***** Texte présenté *****

Un ancien joueur de rugby paraplégique, une naine au chômage, une malentendante enceinte, une scientifique défigurée par une malformation de la mâchoire... Voici quelques-uns des personnages d'une série pas ordinaire. Pour la première fois, une chaîne généraliste britannique braque ses caméras sur six acteurs handicapés dans Cast Offs, une parodie audacieuse de la téléréalité. Au menu: sexe, sentiments et sarcasme.

Une fiction télévisée avec des héros handicapés peut-elle captiver un grand public? C'est le pari que s'est donné Channel 4. Le réseau passera à l'histoire ce soir avec la diffusion fort attendue du premier des six épisodes de Cast Offs.

 

Son format est un croisement entre la série Lost et l'émission de téléréalité Survivor. Toutefois, le ton est mordant et les thèmes sont crus. Les acteurs n'ont pas des gueules de mannequin, mais leurs rôles sont très intéressants.

Au cours des six prochaines semaines, les téléspectateurs britanniques apprendront que les gens handicapés peuvent être touchants, drôles et bêtes comme les autres.

Dans la première partie, les faux participants s'installent dans l'île où ils devront survivre pendant trois mois. Dès les premières minutes, Gaby, sourde et enceinte, annonce à la naine Carrie qu'elle ne peut pas lire sur ses lèvres, car «elles sont trop petites».

Carrie, de son côté, fait des avances à Dan, le jeune sportif cloué à son fauteuil roulant depuis un accident de voiture. Un retour en arrière montre le jeune homme en train de chanter en choeur avec des copains: «Je suis un homme dans une chaise, boum boum, et j'ai des poils pubiens...»

Ni anges ni démons

On l'aura compris: il n'y a pas de sujet tabou pour les auteurs de la série écrite à trois mains. Un d'entre eux est en terrain connu. Jack Thorne, réputé scénariste de télévision (Skins, Shameless), souffre d'urticaire chronique depuis neuf ans. Il est allergique à l'eau et à sa propre chaleur corporelle, et beaucoup d'activités lui sont proscrites.

Il tenait à éviter l'angélisme et le misérabilisme dans lesquels sont souvent moulés les handicapés à la télévision. «Notre but, c'est que le public finisse par oublier les imperfections physiques des insulaires», dit-il en entrevue téléphonique.

*****

Questions d'étude
A. Répondez à ces questions d'après l'article sur Cast Offs :
(i) Combien d'épisodes compte la série ?
(ii) Pendant combien de temps les faux participants devront-ils survivre sur l'île ?
(iii) À quoi Jack Thorne est-il allergique ?
B. Résumez l'article sur Cast Offs en deux phrases.
Les lignes qui suivent n'ont aucun rôle dans cet exercice.

***** Extraits de données *****

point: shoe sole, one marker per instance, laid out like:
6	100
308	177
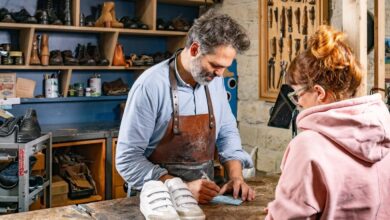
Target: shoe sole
199	217
156	217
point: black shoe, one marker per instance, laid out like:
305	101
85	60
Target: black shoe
29	127
9	176
8	18
35	182
21	16
93	52
8	127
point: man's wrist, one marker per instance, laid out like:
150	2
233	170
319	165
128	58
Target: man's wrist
165	177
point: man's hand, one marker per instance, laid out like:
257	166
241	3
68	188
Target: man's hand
236	182
203	190
236	185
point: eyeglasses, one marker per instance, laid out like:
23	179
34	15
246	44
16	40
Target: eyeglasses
293	96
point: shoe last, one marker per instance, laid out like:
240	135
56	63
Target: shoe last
155	202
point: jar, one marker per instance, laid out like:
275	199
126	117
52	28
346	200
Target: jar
16	57
71	91
5	58
79	87
87	91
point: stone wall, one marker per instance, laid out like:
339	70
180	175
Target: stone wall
253	114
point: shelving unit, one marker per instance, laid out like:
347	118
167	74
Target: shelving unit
95	152
22	194
104	109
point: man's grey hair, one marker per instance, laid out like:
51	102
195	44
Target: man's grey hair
212	30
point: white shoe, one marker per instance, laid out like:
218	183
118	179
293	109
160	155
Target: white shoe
155	202
183	200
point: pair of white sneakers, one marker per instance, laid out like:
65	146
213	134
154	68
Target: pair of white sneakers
171	200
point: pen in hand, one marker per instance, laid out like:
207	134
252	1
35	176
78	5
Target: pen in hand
205	176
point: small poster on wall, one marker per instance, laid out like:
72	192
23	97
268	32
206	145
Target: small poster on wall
7	85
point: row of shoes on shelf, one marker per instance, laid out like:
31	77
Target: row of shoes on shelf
86	55
54	12
176	24
24	129
9	176
137	60
73	169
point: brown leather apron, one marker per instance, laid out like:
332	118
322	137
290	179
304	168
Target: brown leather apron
189	142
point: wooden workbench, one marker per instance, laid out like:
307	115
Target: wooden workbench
128	208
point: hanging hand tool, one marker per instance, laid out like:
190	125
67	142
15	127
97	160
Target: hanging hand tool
312	15
271	73
283	71
289	47
283	22
297	46
289	19
273	47
280	47
297	14
305	20
276	13
305	43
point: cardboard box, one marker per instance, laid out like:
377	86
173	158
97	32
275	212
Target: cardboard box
7	85
25	88
59	186
40	163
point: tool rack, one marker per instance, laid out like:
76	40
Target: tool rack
21	193
285	28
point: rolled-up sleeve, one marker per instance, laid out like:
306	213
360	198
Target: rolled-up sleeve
228	138
136	129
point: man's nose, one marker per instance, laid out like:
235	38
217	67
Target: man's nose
219	72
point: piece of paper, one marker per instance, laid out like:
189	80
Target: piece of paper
221	199
7	85
25	88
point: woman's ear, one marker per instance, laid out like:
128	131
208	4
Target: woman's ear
194	49
321	94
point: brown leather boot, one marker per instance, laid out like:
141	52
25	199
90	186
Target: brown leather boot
115	23
119	56
105	19
34	60
45	50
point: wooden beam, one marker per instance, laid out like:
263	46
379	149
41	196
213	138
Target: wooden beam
354	23
379	39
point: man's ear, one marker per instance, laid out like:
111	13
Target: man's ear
194	49
321	94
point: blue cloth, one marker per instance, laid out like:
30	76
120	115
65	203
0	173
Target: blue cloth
146	116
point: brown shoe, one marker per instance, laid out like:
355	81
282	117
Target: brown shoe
56	58
68	58
116	87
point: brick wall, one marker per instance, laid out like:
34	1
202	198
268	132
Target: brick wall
253	114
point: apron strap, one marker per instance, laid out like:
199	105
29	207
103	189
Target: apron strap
175	98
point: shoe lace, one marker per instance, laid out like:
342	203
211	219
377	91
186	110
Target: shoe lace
164	200
184	198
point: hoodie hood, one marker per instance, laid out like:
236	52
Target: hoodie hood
360	125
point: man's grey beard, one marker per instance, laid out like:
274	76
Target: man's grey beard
197	72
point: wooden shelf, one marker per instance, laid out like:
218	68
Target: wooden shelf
187	2
93	198
71	99
31	67
63	28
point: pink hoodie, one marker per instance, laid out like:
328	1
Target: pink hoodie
338	167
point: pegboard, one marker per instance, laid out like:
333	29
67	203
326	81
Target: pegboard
285	28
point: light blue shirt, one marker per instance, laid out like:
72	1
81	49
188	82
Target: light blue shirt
148	112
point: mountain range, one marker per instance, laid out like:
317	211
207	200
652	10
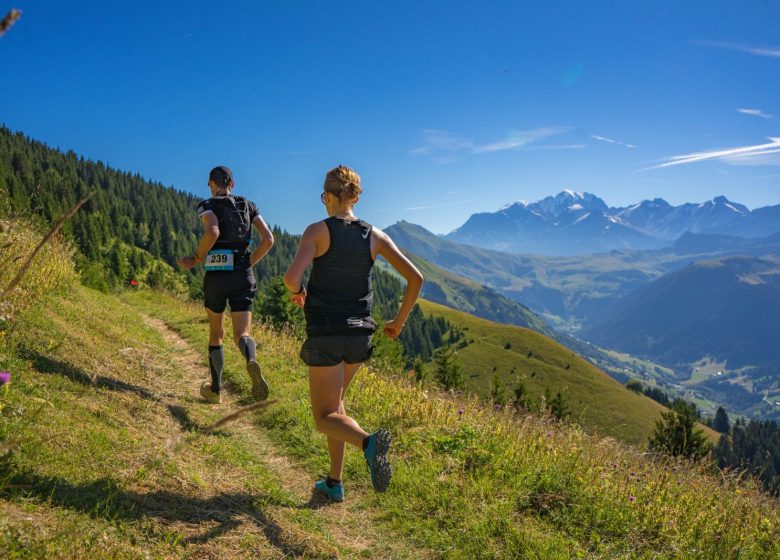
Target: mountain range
576	223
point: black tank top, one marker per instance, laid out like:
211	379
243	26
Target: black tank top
235	215
339	293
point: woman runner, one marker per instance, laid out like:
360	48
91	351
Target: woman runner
337	303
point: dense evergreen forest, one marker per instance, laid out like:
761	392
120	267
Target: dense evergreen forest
133	230
753	446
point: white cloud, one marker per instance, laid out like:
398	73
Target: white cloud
773	52
426	206
610	141
746	155
437	141
755	113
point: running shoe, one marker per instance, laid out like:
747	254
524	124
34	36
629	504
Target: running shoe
335	494
260	387
376	458
209	395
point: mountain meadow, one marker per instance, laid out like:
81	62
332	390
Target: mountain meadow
522	450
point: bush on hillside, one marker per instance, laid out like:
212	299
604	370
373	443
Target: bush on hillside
52	271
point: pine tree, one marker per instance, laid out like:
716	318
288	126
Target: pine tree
498	390
522	400
275	305
418	365
675	434
448	371
559	407
721	422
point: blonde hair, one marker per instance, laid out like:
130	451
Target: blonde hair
343	182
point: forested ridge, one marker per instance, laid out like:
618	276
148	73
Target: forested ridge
133	230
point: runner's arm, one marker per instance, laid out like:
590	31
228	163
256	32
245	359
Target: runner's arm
210	236
293	278
405	268
267	240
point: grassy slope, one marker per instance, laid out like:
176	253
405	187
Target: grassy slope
98	395
471	297
92	477
597	400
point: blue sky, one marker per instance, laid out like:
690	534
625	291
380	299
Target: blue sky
444	108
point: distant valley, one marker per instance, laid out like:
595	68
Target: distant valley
702	310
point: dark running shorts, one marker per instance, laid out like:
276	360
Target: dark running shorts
331	350
238	287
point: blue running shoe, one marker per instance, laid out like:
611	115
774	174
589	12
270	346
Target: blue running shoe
376	458
335	494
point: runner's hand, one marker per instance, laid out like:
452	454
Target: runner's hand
393	328
299	299
186	262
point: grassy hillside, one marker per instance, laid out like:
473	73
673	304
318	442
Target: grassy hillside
723	311
568	291
105	455
597	401
466	295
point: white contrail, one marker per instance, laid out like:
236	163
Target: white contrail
755	113
611	141
762	149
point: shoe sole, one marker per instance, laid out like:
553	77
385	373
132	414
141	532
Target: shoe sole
260	387
324	494
209	399
382	473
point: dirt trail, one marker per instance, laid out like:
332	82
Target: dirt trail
348	525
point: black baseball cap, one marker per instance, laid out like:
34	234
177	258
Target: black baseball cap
221	175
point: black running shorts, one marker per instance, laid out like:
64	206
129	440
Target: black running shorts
236	287
331	350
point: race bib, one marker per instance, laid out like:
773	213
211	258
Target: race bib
219	259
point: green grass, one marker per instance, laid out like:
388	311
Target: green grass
474	483
597	401
103	455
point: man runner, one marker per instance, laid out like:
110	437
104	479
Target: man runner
225	249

*****

Résultats de l'exercice
A.
(i) La série compte six épisodes.
(ii) Ils devront y survivre pendant trois mois.
(iii) Il est allergique à l'eau et à sa propre chaleur corporelle.

B. Channel 4 diffuse Cast Offs, une parodie de téléréalité qui met en scène six acteurs handicapés, une première pour une chaîne généraliste britannique. Écrite à trois mains, notamment par Jack Thorne, lui-même atteint d'urticaire chronique, la série aborde sans tabou des thèmes crus et cherche à éviter l'angélisme comme le misérabilisme.